[Start of PROVIDED ENTRIES]
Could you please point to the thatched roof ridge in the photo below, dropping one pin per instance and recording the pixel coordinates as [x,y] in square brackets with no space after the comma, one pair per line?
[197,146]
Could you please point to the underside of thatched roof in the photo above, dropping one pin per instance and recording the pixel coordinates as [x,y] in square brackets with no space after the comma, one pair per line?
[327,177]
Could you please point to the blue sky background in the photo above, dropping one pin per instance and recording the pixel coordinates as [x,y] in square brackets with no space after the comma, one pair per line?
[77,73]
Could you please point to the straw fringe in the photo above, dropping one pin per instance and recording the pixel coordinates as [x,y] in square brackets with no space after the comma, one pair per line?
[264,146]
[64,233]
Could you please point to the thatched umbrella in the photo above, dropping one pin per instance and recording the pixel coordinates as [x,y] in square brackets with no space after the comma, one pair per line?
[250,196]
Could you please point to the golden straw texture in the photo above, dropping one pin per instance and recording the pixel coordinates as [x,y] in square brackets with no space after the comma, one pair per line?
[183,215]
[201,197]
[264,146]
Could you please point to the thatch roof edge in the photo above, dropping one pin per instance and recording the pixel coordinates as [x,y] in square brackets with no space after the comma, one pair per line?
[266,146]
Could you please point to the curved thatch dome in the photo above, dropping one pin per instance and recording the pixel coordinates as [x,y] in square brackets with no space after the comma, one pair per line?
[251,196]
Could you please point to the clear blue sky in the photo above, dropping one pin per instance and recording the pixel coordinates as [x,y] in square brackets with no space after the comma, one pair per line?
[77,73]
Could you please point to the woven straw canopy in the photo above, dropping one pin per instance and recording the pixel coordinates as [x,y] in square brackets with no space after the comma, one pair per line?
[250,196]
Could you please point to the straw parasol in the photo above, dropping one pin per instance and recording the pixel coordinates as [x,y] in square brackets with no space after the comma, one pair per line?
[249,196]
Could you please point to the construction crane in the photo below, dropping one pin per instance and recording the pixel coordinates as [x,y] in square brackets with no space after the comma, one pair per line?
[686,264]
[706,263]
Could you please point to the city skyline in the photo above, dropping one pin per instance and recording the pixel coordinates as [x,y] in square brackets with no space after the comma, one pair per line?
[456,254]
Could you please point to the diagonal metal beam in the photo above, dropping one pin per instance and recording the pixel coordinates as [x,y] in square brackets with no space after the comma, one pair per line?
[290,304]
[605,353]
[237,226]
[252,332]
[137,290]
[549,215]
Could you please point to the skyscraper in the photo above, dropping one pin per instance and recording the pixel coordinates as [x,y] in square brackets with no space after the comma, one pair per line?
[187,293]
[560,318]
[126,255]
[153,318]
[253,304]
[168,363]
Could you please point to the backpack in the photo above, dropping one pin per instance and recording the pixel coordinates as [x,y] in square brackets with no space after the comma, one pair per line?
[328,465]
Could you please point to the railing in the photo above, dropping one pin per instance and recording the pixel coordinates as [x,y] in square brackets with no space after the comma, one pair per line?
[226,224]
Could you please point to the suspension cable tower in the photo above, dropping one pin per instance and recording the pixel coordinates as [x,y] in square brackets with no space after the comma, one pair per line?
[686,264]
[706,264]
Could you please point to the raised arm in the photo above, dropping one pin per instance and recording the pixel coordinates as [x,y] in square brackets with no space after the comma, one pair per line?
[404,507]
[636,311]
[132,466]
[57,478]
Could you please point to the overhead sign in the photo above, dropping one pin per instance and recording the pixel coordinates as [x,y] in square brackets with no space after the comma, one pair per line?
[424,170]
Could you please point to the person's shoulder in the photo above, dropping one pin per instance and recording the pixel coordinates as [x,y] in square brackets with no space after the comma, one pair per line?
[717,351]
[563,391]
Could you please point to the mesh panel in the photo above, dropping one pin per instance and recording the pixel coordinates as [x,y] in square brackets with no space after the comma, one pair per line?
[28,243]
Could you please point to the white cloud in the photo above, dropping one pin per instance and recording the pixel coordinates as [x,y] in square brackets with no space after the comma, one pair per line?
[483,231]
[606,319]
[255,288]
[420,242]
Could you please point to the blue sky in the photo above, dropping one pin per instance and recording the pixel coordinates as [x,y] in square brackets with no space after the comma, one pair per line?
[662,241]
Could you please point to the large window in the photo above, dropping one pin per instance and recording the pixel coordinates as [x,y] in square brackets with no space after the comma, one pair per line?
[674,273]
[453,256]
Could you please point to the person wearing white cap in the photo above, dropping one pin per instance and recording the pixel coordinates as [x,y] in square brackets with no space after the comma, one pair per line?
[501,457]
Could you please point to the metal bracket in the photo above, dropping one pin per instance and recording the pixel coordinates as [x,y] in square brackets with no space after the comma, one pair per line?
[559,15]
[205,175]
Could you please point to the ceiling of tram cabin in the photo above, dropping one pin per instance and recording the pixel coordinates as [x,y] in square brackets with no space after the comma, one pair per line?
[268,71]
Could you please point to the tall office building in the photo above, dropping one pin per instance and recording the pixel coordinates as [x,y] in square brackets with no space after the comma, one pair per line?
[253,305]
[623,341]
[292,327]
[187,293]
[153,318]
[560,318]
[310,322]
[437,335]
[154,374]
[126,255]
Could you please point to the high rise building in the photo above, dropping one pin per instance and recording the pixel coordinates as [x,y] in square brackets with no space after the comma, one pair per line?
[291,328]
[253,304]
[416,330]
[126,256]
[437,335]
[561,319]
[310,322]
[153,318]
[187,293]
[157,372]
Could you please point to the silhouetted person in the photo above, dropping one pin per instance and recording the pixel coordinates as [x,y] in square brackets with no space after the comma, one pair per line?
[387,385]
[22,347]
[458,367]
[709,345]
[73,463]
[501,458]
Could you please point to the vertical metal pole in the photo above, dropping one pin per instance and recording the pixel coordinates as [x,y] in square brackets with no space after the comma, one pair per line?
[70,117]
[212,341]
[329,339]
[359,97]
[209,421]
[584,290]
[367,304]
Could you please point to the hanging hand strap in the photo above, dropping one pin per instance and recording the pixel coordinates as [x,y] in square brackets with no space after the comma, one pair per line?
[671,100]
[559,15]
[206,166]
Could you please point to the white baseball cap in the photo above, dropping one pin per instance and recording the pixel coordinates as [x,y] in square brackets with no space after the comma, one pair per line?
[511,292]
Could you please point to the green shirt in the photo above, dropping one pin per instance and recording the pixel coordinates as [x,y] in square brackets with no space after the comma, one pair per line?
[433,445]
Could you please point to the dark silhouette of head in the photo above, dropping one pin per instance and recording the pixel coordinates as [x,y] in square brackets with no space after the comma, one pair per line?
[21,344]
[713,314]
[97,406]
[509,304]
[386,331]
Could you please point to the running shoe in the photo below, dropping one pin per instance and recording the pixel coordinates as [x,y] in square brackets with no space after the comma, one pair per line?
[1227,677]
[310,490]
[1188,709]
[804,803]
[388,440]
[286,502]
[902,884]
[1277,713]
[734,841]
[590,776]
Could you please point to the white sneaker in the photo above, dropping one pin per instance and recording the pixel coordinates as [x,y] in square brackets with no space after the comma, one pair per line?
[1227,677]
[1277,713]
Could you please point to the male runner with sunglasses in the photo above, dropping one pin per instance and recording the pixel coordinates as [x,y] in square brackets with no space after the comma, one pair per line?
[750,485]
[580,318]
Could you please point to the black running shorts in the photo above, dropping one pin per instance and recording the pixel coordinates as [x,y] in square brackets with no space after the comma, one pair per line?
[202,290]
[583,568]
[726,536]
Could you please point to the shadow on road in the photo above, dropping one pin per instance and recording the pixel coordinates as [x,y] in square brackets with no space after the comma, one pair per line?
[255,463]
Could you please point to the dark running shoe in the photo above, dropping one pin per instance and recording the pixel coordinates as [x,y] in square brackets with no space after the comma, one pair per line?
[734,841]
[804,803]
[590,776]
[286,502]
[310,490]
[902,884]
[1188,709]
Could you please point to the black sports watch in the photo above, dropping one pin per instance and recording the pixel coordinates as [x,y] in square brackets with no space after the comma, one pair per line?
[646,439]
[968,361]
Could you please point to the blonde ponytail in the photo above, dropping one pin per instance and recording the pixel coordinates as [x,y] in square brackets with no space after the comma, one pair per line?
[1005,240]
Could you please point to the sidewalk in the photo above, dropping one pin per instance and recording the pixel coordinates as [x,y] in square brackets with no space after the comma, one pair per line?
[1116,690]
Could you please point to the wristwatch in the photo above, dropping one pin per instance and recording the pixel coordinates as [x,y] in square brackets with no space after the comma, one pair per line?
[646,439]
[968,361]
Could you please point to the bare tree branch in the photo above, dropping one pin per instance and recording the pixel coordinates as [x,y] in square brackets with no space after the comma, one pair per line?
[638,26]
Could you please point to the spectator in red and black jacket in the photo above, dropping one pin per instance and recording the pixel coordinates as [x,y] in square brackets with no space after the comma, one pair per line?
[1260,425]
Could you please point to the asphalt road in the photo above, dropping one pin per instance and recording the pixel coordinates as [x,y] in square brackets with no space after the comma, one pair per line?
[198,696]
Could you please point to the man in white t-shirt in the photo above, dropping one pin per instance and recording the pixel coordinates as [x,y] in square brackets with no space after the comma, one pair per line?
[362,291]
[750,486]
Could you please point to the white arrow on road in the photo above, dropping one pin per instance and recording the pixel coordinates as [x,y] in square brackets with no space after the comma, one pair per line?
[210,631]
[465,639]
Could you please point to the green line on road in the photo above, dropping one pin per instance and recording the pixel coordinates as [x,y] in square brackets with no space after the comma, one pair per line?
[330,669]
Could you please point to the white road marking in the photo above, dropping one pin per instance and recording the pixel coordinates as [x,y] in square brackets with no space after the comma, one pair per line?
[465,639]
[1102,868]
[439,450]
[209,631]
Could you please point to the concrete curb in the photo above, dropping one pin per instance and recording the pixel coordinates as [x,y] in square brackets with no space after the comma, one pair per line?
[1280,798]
[End of PROVIDED ENTRIES]
» STATED TASK:
Give again only the lines of the material above that run from the one with "Could you please point to the white road" through the end, both included, exactly as they appear.

» FULL ANSWER:
Could you please point to the white road marking in the photo above, dropping one pin per instance and recording the pixel coordinates as [x,y] in square brackets with no space after the comma, one pair per line?
[465,639]
[1102,868]
[439,450]
[209,631]
Could you please point to the concrete curb in the photo above, dropping one pin per instance and recording the pixel coordinates as [x,y] in square brackets with no space after the comma, one pair per line?
[1280,798]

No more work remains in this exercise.